__Things to do__.
(a) In the bus ride account below, what had been installed where the ticket seller normally sits on a city bus?
(b) Write the next part of the bus ride account, picking up after its last sentence.

Of course I was quite looking forward to the experience and arrived very early. I was actually the first one on the bus, eagerly anticipating the arrival of my fellow passengers. Oh what adventures we would share!
When people strolled up to the bus clutching their tickets they were greeted by my friendly face welcoming them at the window…
As it turns out, as circumstance would have it, no one else decided to get on the bus for whatever reason at that time and I had it all to myself!
Pulling away from the curb in People's Square I was instantly struck with the authenticity of the experience, which is to say we hit traffic immediately and ground to a halt. But that gave us opportunity to further take in and enjoy our interesting mode of transportation. This is the make-up counter, installed where the ticket seller person normally is on the city bus.

__Given entries__.
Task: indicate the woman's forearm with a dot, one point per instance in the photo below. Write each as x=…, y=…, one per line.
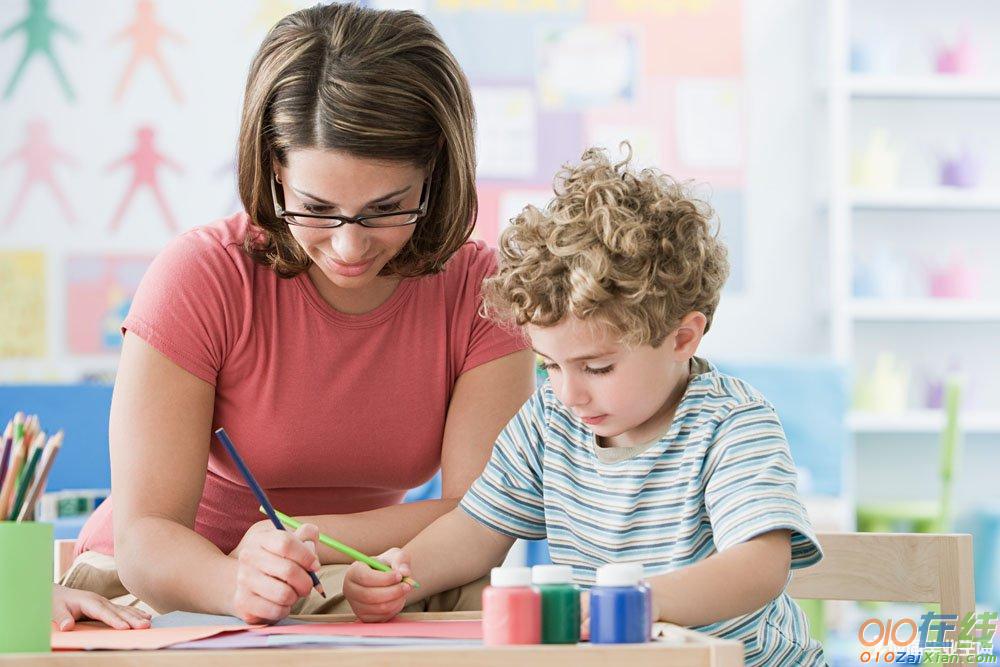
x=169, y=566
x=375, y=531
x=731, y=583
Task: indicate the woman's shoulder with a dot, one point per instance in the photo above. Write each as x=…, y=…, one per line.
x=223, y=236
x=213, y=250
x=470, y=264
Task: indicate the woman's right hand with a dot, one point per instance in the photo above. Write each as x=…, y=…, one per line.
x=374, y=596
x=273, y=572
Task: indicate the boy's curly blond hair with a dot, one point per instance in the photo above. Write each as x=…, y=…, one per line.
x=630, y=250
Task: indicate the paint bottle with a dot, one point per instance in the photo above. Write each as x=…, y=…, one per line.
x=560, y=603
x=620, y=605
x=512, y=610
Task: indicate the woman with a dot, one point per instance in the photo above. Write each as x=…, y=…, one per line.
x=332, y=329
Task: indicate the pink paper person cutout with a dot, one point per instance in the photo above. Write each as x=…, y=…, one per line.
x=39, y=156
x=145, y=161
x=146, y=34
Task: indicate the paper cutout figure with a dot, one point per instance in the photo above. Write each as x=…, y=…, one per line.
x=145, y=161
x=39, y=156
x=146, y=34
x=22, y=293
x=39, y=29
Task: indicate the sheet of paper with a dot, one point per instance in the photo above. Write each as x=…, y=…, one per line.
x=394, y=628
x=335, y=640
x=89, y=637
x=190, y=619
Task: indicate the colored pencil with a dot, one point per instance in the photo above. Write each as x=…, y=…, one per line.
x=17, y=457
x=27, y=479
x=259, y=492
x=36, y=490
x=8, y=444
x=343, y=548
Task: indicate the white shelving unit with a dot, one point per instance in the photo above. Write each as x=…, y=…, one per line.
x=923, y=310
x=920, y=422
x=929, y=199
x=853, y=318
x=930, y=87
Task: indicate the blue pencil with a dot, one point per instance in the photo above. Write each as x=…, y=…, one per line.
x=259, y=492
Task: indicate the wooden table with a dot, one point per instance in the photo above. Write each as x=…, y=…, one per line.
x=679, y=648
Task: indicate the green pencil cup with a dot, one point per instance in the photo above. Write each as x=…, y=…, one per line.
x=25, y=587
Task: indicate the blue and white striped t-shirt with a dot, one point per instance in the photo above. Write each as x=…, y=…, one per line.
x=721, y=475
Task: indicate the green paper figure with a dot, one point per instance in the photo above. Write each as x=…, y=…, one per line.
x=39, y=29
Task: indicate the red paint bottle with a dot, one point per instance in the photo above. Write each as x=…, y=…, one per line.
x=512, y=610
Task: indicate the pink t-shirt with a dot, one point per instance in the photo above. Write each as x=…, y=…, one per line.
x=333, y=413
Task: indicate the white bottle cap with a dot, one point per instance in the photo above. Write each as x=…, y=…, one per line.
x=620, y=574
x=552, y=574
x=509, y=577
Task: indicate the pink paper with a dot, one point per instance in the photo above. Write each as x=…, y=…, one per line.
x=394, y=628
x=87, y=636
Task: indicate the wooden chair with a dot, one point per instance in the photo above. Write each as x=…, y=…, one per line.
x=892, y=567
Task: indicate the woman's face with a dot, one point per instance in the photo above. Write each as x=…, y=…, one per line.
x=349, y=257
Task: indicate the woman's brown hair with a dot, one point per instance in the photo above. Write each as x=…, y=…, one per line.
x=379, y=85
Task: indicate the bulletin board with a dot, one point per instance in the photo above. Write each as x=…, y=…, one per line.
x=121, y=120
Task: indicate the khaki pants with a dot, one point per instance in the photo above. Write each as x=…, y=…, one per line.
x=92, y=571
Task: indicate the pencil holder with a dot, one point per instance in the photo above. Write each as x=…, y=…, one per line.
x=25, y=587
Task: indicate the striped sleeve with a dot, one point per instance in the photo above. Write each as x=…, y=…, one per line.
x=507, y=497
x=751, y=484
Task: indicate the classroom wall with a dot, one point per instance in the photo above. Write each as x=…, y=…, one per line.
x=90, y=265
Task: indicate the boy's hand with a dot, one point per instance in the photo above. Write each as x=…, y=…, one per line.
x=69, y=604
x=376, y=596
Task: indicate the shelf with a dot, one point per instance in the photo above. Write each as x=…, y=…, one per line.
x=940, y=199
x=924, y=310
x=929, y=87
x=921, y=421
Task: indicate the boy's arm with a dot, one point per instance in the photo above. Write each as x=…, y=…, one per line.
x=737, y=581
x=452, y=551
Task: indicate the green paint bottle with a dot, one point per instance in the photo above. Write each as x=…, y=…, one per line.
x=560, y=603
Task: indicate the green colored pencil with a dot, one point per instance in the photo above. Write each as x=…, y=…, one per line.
==
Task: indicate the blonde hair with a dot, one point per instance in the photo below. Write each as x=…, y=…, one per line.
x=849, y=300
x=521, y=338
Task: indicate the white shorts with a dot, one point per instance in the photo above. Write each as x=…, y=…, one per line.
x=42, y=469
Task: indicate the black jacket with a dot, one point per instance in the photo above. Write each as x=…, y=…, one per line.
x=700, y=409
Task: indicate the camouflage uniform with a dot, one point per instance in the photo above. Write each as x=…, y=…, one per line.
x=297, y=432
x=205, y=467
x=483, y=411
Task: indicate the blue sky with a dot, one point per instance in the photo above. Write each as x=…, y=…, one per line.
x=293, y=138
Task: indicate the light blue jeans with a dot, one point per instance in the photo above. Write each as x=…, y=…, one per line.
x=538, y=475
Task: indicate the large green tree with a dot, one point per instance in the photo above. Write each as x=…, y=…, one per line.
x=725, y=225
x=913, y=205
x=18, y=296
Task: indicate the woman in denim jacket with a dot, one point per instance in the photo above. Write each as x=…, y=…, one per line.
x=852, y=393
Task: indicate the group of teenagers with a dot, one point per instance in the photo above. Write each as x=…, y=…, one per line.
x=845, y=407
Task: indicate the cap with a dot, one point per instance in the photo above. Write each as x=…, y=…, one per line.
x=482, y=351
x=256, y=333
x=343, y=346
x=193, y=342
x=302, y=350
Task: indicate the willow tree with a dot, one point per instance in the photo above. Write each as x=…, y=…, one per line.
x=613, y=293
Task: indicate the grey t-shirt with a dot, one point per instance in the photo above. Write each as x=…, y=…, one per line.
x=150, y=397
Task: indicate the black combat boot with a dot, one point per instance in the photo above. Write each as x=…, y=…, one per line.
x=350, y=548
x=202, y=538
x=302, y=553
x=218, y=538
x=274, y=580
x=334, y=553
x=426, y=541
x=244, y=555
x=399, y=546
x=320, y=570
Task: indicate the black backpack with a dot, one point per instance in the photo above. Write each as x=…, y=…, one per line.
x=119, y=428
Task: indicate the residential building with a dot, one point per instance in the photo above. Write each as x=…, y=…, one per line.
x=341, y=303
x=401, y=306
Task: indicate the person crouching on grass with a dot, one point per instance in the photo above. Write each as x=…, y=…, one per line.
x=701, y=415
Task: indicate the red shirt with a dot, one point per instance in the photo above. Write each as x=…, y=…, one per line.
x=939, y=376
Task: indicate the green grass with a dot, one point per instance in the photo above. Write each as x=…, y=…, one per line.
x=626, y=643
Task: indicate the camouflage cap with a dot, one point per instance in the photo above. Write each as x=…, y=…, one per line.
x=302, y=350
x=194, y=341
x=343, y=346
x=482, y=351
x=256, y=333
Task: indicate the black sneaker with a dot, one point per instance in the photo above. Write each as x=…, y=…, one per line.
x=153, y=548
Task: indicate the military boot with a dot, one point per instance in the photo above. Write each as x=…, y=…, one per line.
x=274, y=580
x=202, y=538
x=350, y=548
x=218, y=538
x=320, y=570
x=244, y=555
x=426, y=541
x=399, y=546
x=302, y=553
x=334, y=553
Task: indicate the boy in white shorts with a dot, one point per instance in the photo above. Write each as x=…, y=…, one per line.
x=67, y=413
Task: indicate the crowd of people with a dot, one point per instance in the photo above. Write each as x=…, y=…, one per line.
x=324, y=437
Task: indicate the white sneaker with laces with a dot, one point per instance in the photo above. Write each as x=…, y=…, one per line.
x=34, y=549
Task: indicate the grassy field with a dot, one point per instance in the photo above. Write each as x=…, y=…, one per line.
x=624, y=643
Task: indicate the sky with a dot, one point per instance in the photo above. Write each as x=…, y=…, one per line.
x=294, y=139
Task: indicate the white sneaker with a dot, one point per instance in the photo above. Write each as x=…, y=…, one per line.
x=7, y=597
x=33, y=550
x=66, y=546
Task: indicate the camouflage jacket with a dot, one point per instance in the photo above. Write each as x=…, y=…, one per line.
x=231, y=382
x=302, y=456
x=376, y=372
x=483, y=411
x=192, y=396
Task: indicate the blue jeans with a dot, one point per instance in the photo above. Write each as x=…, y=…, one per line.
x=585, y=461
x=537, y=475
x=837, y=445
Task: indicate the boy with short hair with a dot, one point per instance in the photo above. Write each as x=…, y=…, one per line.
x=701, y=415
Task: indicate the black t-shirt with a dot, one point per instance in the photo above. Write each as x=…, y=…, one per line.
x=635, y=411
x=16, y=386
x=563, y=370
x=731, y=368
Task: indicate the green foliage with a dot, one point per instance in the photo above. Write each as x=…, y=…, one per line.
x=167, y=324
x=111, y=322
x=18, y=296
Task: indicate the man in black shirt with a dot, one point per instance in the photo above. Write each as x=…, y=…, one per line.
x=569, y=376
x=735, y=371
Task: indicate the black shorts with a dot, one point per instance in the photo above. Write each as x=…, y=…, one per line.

__Answers to the problems__.
(a) A make-up counter.

(b)
The tour audio is supposed to be available in eight (8), 7 +1 = 8, different languages to accommodate Barbie travelers from all over the world. China, the US, Germany, France, the Netherlands, Spain, Korean, and Japan. Amazing. When we plugged it in though, it was only available in just the one:
00000 —— 00000 — — 00000 — — 00000
Tried a few different headphone jacks at different seats to try to get some sort of audio out of it. No luck. After 10 minutes of screwing around with the headphones, I looked up at the bus driver at the front of the bus who was peering at me furtively in the rear-view mirror the whole time, eyes slimming to a suspicious leer. We locked gazes for an instant and he communicated the following with just one look. You probably know this look:
“Yeah, that shit is definitely not working. Oh yeah. Yeah, we know. We know about it. Them shits don't work and they will not be working anytime soon. No, not on this trip and probably not for the next several. Trips. We don’t know. No one knows. There is nothing to be done. Don’t even bring it up with me. Don’t even. There is nothing I can do. There is nothing anyone can do. I don’t even know who I would ask about it. So don’t even initiate the conversation. Don’t begin the conversation. This will just cause us both massive frustration. Guy, man, I'm telling you that SHIT IS BROKEN AND DON’T ASK. MAN, DON’T DO IT. NO. MOTHERFU-”
All this with one two-second look. You know that look you sometimes get? Amazing how expressive the eyes can be. Alas. Here’s another Barbie.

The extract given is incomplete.